>> begin SOURCE DATA

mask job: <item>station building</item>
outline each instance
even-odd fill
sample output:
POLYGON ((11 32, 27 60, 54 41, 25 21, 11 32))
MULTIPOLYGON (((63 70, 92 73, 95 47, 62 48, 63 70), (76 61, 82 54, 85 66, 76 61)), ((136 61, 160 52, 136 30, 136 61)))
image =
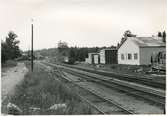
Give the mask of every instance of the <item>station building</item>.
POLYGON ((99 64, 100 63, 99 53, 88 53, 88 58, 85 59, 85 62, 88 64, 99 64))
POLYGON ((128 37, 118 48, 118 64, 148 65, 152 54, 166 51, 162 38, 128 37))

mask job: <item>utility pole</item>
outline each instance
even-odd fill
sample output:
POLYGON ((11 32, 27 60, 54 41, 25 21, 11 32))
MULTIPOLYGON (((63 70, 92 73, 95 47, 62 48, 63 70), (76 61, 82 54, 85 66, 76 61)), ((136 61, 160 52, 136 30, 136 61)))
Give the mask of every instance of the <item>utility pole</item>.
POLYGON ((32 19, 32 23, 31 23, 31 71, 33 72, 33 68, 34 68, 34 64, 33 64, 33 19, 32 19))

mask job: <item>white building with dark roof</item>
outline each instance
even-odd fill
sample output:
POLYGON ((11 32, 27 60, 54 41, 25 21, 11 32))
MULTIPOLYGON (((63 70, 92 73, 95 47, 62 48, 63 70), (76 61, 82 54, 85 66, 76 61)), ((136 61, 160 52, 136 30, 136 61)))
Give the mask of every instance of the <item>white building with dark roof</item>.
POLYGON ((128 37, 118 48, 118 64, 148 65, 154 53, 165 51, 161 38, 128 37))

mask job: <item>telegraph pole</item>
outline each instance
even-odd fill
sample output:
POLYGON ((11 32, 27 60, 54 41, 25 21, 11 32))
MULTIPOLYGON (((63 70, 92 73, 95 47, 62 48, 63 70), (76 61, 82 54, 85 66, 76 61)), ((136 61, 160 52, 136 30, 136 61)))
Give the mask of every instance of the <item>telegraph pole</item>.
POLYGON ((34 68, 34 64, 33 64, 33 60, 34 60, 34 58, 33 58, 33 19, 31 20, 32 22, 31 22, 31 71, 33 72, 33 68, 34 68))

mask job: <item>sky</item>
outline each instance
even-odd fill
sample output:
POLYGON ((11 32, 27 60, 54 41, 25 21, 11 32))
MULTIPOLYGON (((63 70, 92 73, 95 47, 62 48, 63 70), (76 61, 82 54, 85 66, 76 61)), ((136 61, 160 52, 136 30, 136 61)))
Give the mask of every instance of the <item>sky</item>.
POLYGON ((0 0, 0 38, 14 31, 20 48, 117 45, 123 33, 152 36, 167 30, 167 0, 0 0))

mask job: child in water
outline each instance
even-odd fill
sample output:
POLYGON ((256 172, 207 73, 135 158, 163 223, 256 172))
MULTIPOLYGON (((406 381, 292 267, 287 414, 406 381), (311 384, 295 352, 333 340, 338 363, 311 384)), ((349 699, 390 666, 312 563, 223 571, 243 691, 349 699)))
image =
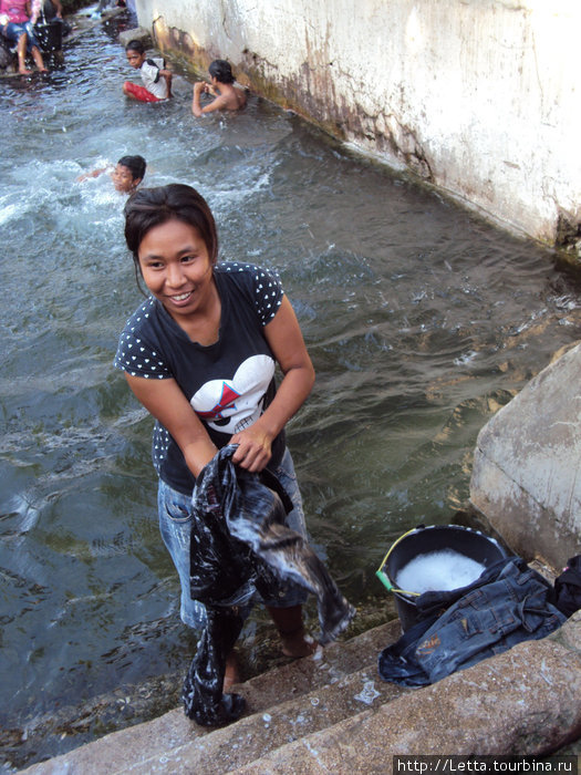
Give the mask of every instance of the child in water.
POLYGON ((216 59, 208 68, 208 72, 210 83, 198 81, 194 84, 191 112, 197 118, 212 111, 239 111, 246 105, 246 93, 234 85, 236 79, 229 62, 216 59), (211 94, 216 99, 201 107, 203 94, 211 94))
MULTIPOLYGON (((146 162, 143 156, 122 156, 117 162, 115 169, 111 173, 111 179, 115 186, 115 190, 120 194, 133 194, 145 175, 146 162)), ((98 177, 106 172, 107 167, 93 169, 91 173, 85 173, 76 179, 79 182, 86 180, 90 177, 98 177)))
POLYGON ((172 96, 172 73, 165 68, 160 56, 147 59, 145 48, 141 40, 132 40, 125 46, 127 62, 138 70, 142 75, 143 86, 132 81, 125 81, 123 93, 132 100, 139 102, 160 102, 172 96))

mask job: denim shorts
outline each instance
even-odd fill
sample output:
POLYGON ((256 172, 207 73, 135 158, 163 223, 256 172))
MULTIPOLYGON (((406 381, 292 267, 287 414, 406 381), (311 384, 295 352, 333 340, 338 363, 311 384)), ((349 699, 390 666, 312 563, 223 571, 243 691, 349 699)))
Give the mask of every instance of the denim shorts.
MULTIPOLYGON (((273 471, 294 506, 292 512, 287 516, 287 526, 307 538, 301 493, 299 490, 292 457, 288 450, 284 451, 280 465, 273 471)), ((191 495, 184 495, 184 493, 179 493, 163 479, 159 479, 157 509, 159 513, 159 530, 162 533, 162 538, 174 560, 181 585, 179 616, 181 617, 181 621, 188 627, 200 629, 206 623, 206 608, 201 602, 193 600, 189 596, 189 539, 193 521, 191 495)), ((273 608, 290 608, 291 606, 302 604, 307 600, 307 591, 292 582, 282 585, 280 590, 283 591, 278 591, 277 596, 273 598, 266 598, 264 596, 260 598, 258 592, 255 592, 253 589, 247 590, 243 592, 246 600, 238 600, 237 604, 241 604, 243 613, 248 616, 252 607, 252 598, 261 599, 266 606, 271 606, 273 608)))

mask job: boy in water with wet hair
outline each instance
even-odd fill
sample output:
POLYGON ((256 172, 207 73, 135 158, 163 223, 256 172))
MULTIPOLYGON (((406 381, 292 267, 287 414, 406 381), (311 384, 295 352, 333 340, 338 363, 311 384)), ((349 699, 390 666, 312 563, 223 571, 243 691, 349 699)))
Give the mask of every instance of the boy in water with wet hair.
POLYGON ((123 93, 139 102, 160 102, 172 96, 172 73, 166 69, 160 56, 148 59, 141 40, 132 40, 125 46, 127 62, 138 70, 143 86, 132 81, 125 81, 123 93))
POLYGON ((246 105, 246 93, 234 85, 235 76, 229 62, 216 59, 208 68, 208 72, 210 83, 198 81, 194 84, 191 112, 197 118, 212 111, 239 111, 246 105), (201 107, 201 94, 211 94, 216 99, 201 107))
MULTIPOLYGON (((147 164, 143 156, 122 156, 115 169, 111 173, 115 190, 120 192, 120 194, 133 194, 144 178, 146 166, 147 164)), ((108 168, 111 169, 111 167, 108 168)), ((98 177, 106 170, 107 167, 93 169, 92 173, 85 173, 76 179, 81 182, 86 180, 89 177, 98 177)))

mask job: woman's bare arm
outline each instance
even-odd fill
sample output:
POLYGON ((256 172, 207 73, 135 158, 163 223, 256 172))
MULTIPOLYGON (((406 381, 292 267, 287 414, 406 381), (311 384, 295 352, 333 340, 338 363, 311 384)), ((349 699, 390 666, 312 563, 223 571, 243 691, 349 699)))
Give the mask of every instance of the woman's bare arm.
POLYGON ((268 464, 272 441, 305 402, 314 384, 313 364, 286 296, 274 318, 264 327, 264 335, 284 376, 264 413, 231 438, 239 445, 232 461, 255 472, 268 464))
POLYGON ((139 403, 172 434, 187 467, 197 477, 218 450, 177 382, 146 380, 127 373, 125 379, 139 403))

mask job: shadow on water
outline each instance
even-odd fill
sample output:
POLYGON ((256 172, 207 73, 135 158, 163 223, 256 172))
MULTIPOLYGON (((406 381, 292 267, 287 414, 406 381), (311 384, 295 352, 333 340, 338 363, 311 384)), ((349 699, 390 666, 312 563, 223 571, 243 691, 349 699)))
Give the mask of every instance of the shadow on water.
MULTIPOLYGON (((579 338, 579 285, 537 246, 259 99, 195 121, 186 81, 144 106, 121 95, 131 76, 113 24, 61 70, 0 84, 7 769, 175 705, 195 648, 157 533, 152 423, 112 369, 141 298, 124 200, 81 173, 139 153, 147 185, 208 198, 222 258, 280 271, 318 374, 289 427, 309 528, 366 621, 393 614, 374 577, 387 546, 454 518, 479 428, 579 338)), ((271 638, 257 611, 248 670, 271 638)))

>> end SOURCE DATA

- [YOUR TASK]: Return the lines of the records from the line with "mask job: denim shorts" up to and including the line with "Give the mask of every instance of the denim", reproducing them character for character.

- [REPLY TO THE EXERCISE]:
mask job: denim shorts
outline each instance
even-odd fill
sample output:
POLYGON ((256 172, 207 73, 135 158, 163 223, 256 172))
MULTIPOLYGON (((406 381, 292 267, 287 414, 406 381), (311 384, 295 352, 333 340, 338 363, 311 384)), ((349 699, 390 666, 312 563, 223 571, 243 691, 349 699)))
Give the mask of every instance of the denim shorts.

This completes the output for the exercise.